=== Set problem ===
Could you rewrite every line of the data between the lines holding "Could you please spot the green stem" and "(1211, 716)", inclusive? Leave the text lines unchanged, and scale each coordinate in the answers by 2.1, rounding to whole numbers with halves going up.

## start Data in this exercise

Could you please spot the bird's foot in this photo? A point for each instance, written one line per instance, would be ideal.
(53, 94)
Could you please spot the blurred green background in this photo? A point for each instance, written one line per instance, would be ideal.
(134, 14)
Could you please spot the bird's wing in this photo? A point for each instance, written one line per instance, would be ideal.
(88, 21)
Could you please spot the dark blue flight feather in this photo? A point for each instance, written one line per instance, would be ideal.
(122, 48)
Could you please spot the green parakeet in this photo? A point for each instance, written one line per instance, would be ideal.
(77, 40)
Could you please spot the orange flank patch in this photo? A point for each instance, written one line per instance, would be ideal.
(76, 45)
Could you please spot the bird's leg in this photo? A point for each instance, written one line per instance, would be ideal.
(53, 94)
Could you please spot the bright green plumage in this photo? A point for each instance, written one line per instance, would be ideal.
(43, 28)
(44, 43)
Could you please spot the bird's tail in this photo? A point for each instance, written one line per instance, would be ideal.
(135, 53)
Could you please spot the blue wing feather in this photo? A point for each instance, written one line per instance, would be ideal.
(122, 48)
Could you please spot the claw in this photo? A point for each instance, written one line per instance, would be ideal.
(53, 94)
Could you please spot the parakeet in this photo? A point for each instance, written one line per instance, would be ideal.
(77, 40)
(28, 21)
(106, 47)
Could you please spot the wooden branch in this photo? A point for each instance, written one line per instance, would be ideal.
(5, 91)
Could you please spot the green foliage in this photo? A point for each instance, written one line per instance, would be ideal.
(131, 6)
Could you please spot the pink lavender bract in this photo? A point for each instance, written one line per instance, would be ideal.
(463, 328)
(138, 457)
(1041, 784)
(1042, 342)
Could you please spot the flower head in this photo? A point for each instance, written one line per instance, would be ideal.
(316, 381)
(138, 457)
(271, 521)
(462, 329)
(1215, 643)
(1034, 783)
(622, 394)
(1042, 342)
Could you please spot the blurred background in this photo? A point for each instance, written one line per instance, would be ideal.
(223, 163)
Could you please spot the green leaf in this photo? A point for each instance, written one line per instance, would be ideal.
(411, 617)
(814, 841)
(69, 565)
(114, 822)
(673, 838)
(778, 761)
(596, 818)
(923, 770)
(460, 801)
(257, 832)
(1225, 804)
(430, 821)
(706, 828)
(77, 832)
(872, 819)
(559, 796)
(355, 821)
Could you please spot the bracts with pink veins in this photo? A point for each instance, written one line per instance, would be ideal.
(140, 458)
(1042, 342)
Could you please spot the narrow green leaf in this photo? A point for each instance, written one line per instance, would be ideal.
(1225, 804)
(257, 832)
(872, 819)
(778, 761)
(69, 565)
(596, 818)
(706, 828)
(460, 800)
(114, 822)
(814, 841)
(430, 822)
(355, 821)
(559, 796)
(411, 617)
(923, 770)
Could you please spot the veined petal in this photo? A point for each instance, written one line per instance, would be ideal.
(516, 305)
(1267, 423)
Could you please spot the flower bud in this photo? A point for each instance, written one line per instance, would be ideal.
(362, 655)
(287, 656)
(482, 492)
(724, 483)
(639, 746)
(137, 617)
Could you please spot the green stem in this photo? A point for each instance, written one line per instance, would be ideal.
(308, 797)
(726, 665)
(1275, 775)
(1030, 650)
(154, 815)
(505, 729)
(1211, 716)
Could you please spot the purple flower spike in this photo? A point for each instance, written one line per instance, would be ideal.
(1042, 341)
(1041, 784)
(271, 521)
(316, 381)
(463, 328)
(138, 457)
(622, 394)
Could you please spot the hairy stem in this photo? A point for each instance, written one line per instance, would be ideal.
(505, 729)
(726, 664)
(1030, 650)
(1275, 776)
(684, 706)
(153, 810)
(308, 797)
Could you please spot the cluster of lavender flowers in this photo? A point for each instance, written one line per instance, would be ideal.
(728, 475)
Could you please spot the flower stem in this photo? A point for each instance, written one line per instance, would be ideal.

## end Data in this exercise

=== Result of this task ===
Could you please spot the green stem in this photo? A point for each instance, written one line per instance, would be ideal.
(647, 1674)
(1525, 1397)
(2678, 1628)
(2163, 1365)
(323, 1712)
(1061, 1531)
(2543, 1504)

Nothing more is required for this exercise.